Stored items:
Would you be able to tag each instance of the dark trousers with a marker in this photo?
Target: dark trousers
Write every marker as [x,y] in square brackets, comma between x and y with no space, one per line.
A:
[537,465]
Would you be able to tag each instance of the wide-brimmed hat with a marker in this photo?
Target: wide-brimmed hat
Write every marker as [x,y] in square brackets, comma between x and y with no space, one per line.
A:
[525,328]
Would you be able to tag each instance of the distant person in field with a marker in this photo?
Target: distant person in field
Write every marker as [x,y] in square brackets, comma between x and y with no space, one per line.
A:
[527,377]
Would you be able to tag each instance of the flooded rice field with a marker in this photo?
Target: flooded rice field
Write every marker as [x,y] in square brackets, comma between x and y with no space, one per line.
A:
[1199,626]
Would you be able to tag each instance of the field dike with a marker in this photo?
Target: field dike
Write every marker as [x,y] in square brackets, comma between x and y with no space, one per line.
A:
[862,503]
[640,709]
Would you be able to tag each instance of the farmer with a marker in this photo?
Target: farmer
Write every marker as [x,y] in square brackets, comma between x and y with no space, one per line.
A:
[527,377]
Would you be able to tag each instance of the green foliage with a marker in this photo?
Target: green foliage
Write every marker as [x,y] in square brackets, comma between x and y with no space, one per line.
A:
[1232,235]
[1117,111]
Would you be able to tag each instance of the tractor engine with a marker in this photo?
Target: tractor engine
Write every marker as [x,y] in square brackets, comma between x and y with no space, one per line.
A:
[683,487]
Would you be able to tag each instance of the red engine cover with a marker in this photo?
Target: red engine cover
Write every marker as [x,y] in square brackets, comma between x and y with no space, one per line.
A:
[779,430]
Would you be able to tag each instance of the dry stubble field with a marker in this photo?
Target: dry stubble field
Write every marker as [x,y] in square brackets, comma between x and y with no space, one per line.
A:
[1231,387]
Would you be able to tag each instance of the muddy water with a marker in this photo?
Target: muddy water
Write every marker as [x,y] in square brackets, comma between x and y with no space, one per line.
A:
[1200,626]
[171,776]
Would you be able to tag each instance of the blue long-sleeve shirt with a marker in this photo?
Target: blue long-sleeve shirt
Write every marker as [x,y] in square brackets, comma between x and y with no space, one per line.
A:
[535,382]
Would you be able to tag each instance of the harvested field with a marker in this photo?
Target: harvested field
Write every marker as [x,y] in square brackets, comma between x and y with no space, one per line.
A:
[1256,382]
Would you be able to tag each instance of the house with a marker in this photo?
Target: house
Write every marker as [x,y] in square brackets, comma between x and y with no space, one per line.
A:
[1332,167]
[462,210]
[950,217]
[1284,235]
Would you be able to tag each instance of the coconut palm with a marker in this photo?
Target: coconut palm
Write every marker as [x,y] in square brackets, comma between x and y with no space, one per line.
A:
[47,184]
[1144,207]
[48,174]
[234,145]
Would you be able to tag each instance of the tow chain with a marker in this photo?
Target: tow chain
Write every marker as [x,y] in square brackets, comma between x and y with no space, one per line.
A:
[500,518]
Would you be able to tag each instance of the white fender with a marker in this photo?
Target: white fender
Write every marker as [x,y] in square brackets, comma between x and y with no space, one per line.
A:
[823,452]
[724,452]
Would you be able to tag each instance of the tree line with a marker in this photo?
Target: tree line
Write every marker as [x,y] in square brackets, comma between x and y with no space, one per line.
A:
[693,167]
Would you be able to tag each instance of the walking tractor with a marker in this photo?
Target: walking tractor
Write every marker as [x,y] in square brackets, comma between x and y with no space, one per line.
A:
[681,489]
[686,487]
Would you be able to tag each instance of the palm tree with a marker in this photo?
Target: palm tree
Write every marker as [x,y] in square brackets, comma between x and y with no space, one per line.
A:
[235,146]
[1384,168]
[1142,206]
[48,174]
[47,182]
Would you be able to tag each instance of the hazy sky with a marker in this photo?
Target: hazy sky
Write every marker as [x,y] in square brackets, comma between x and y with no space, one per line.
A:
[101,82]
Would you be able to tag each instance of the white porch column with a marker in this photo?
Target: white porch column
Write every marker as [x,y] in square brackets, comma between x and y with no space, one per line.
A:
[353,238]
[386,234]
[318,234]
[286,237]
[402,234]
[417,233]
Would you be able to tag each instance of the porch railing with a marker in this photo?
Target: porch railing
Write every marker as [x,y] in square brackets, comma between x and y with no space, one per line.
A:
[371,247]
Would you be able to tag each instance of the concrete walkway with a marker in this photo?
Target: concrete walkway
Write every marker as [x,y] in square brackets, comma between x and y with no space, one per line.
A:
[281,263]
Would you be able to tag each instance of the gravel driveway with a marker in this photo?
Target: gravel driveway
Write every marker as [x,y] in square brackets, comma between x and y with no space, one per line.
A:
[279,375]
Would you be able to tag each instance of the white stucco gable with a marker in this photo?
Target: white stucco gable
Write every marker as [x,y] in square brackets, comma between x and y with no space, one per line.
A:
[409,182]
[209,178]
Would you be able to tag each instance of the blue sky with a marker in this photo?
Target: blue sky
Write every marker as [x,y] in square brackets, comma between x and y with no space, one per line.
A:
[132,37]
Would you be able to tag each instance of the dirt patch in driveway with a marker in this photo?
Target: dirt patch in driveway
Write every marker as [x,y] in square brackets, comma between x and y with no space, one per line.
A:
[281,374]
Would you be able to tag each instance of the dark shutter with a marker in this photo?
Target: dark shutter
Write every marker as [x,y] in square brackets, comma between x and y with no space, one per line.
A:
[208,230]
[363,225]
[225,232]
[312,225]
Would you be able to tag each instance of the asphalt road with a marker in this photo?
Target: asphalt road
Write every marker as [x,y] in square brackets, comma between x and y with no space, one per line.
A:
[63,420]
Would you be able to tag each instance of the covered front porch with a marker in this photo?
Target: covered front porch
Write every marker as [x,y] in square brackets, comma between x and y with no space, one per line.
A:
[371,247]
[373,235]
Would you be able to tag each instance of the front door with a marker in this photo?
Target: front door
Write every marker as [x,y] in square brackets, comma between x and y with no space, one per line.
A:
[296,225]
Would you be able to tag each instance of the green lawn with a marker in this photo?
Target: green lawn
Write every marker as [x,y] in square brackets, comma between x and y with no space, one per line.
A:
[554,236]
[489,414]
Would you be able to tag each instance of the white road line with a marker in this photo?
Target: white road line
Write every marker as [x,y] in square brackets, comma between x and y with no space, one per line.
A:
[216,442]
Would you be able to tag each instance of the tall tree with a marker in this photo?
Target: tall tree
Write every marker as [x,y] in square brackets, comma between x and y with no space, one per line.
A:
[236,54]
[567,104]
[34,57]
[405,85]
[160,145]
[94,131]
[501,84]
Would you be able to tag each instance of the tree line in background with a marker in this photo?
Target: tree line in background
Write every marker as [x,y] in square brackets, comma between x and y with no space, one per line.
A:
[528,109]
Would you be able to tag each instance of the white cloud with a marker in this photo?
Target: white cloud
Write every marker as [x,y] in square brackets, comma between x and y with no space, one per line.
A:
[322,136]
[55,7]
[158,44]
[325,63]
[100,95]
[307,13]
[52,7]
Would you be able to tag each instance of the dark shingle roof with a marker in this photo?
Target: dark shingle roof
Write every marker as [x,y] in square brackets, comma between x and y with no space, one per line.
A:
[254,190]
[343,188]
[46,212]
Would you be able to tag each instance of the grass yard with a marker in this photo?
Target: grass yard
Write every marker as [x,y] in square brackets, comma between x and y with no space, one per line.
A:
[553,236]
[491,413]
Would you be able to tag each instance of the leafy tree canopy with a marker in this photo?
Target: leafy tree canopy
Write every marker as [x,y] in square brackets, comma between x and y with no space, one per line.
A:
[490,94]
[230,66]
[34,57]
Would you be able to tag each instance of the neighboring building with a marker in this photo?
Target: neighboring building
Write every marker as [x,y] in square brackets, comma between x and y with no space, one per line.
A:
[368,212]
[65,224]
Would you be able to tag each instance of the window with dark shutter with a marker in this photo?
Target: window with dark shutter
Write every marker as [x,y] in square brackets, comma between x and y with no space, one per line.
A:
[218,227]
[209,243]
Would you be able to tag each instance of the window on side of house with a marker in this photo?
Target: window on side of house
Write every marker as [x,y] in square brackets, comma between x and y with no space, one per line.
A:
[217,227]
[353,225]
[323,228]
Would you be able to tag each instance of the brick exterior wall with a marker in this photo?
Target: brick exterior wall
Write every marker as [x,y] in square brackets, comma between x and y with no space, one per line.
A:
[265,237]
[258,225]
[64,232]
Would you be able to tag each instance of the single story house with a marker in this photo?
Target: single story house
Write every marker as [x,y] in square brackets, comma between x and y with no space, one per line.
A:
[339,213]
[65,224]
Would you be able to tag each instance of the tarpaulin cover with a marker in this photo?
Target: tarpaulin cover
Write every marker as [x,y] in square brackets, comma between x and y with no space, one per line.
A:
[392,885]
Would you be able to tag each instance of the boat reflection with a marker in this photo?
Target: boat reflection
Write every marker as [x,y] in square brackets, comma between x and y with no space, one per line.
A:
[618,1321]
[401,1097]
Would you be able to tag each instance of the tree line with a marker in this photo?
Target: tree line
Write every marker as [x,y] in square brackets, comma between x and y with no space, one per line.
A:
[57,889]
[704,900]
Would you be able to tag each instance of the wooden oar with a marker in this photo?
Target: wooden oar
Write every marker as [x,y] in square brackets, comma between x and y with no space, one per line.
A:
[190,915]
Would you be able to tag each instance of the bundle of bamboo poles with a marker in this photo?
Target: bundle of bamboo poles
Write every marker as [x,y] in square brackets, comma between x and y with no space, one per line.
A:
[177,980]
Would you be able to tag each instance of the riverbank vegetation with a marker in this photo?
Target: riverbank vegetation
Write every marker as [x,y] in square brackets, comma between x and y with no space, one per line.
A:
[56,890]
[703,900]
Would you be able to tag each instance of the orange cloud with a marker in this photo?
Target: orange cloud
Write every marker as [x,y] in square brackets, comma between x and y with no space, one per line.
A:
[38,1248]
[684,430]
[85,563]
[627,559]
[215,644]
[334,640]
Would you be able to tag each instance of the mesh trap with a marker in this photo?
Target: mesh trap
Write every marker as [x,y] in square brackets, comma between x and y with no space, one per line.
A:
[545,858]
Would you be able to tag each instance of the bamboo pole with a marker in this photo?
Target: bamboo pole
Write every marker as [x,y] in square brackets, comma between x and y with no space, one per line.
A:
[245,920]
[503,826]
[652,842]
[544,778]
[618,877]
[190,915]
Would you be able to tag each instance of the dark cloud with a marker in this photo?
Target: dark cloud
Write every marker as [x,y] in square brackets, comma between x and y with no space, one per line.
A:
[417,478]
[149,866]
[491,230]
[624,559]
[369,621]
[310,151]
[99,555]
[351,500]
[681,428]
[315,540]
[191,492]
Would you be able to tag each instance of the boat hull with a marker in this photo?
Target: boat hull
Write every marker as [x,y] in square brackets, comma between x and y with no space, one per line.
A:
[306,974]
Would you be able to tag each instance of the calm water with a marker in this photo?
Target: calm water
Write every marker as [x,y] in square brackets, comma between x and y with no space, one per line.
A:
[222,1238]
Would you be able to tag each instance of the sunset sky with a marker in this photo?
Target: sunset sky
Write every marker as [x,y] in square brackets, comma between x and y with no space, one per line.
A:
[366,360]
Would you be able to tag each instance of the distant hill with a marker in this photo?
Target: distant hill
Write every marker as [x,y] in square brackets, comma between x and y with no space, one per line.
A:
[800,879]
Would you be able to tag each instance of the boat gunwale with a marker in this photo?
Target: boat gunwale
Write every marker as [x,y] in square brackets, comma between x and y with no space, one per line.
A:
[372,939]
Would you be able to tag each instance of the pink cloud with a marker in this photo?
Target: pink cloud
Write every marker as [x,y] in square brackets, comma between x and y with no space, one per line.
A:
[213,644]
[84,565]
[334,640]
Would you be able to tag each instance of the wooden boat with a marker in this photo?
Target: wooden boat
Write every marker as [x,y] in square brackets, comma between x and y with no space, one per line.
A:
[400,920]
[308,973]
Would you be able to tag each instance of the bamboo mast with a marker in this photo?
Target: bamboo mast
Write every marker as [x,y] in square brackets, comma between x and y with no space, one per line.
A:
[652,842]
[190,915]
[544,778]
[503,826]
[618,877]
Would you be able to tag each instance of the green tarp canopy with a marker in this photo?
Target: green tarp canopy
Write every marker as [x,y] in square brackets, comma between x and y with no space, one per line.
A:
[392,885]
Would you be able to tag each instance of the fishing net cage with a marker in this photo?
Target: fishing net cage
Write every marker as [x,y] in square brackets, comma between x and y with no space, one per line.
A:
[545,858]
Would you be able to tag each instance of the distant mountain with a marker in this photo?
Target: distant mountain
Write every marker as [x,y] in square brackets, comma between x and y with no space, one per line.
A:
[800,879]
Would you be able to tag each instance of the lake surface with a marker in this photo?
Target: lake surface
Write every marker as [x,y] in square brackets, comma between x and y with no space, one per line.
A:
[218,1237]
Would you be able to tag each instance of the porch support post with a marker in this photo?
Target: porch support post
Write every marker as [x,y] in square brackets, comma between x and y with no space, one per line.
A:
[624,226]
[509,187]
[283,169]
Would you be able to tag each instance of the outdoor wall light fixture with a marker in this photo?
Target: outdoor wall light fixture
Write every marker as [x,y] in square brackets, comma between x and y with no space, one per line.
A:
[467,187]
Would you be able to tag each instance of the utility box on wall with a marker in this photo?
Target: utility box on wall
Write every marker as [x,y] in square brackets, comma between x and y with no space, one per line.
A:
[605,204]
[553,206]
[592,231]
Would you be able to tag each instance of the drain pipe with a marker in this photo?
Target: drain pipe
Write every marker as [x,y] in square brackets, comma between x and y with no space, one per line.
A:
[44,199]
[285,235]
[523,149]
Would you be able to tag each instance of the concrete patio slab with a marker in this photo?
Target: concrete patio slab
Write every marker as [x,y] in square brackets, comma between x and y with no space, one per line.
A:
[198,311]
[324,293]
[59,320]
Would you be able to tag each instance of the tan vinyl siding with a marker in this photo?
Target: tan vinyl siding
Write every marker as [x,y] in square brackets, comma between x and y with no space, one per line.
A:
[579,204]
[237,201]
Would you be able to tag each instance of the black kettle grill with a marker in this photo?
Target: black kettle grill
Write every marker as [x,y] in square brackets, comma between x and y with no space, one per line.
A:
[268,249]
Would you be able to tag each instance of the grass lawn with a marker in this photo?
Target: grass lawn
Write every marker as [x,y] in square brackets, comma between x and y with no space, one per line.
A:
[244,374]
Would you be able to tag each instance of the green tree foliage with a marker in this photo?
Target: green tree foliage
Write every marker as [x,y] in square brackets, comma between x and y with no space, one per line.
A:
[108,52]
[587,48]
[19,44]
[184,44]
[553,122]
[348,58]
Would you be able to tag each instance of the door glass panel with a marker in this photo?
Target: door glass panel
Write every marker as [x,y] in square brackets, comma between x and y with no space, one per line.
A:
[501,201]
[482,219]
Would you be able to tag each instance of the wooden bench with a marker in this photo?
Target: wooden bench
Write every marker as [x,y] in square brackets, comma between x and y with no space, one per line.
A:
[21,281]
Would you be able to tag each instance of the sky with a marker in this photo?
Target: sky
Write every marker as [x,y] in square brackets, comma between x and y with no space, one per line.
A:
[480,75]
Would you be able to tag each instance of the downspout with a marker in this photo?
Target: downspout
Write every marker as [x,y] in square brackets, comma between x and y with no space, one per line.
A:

(Directions)
Where the word "tall" appears in a line of the entries, copy that line.

(Exercise response)
Would you be able to tag each instance of the tall tree with a marker in this photo?
Target: tall tree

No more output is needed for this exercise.